[[ Text passage open ]]

Skip to content

Task Success Rate

The Task Success Rate metric evaluates whether the AI assistant successfully helped the user achieve their goal. Works with both single-turn and multi-turn conversations.

How It Works

  1. Goal Inference — analyzes the dialogue to understand the user's goal
  2. Criteria Generation — generates specific success criteria (minimum 1-2)
  3. Verdict Generation — evaluates each criterion using the 5-level scale
  4. Score Aggregation — combines verdicts using temperature-controlled softmax

Parameters

Parameter Type Default Description
model str required LLM model ("gpt-4o", "anthropic:claude-3-5-sonnet-latest", "google:gemini-2.0-flash", "ollama:llama3", or CustomLLMClient)
threshold float 0.7 Minimum score to pass
temperature float 0.5 Aggregation strictness

Required Fields

Field Required
input Yes
actual_output Yes

Usage

Single-Turn

from eval_lib import TaskSuccessRateMetric, EvalTestCase, evaluate
import asyncio

test_case = EvalTestCase(
    input="Help me write a regex to match email addresses.",
    actual_output="Here's a regex for email matching: `[a-zA-Z0-9._%+-]+@[a-zA-Z0-9.-]+\\.[a-zA-Z]{2,}`. This handles most standard email formats."

[[ Text passage closed ]]

Required actions:
[1] Please transcribe the Task Success Rate page between "How It Works" and "criteria (minimum 1-2)", inclusive.
[2] Answer these questions from the Task Success Rate page:
(a) What is the default value of the threshold parameter?
(b) What method does the Score Aggregation step use to combine verdicts?
(c) Which two fields are listed as required?

[[ The data open ]]

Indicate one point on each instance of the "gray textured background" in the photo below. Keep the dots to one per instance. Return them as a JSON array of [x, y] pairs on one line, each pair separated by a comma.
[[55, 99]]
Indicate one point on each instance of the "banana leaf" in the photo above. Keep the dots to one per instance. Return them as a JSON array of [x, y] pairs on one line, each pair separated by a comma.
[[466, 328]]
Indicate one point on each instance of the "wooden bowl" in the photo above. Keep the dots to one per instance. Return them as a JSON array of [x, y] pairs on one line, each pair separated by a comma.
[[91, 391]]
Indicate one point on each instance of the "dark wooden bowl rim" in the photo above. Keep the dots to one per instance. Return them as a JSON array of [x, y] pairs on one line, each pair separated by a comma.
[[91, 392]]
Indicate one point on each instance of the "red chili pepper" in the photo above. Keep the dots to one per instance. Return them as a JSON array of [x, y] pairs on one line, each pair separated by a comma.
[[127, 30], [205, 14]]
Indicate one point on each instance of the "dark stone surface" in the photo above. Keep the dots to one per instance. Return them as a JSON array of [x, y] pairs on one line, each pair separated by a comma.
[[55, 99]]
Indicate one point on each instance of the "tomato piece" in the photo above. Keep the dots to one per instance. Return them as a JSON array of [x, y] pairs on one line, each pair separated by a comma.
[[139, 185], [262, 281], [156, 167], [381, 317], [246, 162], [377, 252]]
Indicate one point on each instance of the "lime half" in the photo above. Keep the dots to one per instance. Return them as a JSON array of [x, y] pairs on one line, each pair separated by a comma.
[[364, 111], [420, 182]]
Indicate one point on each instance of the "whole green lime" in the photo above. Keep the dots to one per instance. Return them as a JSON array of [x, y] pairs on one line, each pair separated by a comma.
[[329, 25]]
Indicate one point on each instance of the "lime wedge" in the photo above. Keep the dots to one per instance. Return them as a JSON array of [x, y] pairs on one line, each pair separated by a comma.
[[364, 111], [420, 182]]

[[ The data closed ]]

Answers for the exercise:
[1]
How It Works

  1. Goal Inference — analyzes the dialogue to understand the user's goal
  2. Criteria Generation — generates specific success criteria (minimum 1-2)

[2]
(a) 0.7
(b) Temperature-controlled softmax
(c) input and actual_output